▶ _What needs to be done_
In the data below, find each line that contains the word "grass" and copy it.

====== Records to use ======

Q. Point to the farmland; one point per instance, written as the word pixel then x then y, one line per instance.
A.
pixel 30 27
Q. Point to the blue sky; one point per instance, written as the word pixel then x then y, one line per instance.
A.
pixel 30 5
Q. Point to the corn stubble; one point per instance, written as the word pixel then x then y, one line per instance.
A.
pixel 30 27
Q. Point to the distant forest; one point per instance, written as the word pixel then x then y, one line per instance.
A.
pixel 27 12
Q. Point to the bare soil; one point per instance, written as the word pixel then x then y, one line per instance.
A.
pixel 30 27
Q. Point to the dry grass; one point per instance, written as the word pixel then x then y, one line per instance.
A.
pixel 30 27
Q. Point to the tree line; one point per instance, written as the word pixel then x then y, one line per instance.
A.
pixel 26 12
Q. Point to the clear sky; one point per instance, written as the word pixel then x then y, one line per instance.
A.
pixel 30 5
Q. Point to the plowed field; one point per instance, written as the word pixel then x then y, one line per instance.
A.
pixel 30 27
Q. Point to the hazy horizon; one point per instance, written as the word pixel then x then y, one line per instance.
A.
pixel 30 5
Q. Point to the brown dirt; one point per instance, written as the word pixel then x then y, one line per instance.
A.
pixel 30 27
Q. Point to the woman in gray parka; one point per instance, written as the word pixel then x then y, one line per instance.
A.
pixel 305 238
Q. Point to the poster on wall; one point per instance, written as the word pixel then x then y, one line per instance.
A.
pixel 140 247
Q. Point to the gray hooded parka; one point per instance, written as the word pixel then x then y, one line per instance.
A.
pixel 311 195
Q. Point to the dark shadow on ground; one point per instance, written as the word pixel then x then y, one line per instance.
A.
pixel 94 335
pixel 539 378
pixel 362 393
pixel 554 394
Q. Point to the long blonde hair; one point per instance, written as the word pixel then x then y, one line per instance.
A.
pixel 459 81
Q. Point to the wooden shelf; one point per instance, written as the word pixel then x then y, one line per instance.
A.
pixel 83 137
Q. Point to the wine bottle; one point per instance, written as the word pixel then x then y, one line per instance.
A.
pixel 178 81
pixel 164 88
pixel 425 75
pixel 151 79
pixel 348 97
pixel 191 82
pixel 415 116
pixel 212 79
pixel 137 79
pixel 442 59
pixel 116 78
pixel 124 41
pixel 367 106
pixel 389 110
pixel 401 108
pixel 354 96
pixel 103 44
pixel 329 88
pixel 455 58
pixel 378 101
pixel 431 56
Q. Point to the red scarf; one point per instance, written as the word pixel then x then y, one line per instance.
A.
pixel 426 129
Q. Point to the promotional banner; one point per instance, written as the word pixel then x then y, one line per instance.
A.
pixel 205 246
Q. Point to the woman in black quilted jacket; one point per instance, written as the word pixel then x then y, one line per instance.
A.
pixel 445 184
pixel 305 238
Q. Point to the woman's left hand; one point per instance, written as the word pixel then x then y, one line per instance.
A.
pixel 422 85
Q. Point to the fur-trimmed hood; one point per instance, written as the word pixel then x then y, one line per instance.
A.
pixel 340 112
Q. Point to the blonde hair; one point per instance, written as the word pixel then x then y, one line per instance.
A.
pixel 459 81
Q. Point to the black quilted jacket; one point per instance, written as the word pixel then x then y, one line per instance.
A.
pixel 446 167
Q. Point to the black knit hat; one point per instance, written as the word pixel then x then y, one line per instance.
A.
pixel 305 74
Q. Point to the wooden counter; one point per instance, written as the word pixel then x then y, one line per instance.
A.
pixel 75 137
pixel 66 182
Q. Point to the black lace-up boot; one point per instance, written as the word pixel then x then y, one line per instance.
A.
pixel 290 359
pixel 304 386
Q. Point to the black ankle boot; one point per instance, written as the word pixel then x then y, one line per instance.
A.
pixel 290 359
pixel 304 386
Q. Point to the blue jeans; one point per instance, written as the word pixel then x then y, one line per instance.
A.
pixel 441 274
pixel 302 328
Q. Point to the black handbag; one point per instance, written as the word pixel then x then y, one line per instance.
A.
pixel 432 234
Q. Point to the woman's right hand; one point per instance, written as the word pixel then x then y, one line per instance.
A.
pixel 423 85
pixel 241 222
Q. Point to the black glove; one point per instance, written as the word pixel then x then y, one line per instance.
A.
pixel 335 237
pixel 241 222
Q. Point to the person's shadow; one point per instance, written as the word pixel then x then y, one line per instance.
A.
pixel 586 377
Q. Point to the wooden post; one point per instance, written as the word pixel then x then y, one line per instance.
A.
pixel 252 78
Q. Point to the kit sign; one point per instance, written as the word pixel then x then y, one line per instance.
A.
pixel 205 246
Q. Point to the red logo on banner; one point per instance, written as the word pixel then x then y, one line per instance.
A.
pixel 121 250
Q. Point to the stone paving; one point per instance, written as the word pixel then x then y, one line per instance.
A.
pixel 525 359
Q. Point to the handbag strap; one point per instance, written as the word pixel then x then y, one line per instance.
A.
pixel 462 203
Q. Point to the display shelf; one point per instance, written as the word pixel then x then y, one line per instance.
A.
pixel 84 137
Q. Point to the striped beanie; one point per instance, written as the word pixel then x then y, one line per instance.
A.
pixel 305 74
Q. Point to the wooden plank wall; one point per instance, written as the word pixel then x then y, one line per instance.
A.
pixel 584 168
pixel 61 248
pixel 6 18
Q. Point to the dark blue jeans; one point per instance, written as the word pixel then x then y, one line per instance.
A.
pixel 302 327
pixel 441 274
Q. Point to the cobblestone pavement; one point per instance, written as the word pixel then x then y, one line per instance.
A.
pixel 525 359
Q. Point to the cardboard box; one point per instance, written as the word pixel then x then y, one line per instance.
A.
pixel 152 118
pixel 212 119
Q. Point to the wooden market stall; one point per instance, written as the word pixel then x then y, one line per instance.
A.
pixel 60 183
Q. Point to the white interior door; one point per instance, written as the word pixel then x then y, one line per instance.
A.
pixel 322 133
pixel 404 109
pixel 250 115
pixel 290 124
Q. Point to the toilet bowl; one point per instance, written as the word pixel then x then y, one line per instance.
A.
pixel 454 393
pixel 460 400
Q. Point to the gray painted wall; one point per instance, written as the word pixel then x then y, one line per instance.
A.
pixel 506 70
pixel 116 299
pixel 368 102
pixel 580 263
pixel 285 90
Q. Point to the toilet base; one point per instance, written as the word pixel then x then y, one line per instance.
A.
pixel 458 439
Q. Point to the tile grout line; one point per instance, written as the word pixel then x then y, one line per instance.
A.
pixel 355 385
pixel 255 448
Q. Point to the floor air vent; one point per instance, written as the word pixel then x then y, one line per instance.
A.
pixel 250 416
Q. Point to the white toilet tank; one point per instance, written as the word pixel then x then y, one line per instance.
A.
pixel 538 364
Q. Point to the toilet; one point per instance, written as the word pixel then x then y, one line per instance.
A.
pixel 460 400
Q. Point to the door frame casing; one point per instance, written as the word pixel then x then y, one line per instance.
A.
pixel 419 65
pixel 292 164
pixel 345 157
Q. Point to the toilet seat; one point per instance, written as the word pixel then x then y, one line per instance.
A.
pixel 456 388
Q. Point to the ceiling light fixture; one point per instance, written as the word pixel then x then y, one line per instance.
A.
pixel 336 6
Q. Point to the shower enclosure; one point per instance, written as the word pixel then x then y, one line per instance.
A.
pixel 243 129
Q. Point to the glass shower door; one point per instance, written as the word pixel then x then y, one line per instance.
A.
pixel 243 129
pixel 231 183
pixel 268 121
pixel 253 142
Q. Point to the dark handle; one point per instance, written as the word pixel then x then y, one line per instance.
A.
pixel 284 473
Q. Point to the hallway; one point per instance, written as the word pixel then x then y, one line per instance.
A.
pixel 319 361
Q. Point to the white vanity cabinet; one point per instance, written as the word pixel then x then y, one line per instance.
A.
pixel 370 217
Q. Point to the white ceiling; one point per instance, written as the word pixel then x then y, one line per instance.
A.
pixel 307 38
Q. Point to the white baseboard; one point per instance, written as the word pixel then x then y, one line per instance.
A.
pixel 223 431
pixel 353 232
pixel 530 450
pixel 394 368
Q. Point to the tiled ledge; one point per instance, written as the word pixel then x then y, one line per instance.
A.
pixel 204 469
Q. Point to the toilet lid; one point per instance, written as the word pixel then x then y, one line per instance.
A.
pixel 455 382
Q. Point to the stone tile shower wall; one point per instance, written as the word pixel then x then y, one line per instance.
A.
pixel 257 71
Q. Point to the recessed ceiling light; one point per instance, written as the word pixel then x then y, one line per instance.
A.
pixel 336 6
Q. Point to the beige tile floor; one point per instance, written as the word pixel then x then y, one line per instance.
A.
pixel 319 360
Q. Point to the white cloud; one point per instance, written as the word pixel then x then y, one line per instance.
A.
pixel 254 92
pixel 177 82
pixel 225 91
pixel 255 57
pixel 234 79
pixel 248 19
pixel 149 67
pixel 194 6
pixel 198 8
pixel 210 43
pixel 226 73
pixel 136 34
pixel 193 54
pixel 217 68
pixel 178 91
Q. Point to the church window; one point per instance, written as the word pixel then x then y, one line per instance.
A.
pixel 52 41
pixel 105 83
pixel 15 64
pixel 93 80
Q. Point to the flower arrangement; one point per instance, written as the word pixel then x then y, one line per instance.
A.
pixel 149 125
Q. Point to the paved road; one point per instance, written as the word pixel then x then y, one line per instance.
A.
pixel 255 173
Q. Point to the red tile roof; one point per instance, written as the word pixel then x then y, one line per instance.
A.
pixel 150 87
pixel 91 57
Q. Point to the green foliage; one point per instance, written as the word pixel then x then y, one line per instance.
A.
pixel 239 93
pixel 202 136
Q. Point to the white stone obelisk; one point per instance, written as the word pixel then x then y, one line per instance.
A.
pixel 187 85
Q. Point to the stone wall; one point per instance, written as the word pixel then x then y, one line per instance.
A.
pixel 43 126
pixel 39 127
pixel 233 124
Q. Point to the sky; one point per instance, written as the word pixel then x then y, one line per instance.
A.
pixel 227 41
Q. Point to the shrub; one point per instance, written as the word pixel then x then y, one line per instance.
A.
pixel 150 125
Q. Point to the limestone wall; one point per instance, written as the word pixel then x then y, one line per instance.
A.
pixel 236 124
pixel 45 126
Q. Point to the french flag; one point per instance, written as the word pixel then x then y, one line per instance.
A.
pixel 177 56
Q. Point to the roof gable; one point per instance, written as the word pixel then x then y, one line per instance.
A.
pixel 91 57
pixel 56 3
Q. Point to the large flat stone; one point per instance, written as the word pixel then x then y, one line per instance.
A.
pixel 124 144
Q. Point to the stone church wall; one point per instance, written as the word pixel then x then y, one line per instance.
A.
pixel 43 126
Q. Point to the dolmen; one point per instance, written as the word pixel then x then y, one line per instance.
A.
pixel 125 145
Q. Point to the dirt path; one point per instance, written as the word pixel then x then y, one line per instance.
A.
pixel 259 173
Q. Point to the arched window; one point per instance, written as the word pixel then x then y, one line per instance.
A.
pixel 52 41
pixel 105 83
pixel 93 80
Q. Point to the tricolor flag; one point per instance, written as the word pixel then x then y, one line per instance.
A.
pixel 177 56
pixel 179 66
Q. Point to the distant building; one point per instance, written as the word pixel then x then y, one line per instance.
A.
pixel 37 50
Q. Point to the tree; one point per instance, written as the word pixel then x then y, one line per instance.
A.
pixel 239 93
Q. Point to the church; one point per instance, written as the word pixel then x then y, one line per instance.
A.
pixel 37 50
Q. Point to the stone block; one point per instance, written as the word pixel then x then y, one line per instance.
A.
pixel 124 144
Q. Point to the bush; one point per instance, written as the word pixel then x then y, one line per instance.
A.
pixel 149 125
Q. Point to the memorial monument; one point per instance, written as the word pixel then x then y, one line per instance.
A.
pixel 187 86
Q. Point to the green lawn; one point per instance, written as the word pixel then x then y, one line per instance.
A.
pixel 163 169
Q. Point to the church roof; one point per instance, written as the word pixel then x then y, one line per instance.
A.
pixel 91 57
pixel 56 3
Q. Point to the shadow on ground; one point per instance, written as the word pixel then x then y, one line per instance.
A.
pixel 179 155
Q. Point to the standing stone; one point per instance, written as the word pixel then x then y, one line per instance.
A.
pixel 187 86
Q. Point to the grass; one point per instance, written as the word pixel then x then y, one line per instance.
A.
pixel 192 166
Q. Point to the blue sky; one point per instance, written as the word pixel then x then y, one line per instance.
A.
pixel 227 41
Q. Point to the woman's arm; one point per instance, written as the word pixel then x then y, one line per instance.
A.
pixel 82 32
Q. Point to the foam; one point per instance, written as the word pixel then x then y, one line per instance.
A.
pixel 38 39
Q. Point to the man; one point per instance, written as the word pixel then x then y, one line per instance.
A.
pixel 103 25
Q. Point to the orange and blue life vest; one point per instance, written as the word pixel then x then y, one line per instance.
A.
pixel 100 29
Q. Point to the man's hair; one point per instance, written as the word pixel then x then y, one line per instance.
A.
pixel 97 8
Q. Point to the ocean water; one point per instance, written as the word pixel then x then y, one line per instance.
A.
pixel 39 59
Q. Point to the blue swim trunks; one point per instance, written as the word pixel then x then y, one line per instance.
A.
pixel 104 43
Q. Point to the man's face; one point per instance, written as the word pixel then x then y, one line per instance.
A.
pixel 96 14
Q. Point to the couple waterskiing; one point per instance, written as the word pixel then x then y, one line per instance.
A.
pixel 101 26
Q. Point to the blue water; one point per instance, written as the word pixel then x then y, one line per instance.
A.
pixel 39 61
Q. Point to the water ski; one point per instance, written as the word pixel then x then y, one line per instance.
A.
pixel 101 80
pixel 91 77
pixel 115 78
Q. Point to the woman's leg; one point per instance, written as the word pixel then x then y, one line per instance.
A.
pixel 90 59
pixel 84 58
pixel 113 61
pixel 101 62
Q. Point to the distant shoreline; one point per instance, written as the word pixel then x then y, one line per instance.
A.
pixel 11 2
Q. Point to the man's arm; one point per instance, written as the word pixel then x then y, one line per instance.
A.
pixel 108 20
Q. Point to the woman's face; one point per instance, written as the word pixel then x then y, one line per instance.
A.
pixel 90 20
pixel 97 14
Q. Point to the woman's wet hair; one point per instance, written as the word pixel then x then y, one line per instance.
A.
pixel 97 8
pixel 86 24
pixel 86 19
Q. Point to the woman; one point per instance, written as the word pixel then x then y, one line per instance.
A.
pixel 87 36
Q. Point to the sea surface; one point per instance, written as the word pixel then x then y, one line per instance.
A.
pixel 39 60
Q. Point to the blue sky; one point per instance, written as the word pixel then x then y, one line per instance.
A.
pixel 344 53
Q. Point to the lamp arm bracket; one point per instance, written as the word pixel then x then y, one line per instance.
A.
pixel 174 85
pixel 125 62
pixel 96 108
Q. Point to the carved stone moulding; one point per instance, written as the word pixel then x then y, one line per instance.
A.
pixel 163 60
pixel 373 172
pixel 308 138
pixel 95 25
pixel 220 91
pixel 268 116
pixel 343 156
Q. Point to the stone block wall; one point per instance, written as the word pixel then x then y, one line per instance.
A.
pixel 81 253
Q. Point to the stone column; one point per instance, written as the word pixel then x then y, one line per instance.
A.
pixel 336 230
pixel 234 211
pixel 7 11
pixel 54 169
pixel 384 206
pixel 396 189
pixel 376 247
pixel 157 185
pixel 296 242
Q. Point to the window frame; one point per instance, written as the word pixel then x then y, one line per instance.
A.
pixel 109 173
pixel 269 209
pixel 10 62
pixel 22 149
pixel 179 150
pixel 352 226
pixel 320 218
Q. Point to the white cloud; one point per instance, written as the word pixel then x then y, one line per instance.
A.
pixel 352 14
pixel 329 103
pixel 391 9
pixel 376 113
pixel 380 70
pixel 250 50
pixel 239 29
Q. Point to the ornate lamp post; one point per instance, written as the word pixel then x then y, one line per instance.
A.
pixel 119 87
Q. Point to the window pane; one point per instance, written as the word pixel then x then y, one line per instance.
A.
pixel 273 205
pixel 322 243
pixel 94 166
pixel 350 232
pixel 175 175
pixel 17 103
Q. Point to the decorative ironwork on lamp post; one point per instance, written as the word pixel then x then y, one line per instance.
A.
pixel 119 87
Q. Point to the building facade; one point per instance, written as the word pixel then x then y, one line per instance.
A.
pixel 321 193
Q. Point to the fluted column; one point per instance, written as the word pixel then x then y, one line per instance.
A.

======

▶ _Solution for this exercise_
Q. Point to the dry grass; one point per instance, written as the word pixel then x then y, one line per instance.
Q. Point to the grass; one point per instance, written as the word pixel then x then y, one line per instance.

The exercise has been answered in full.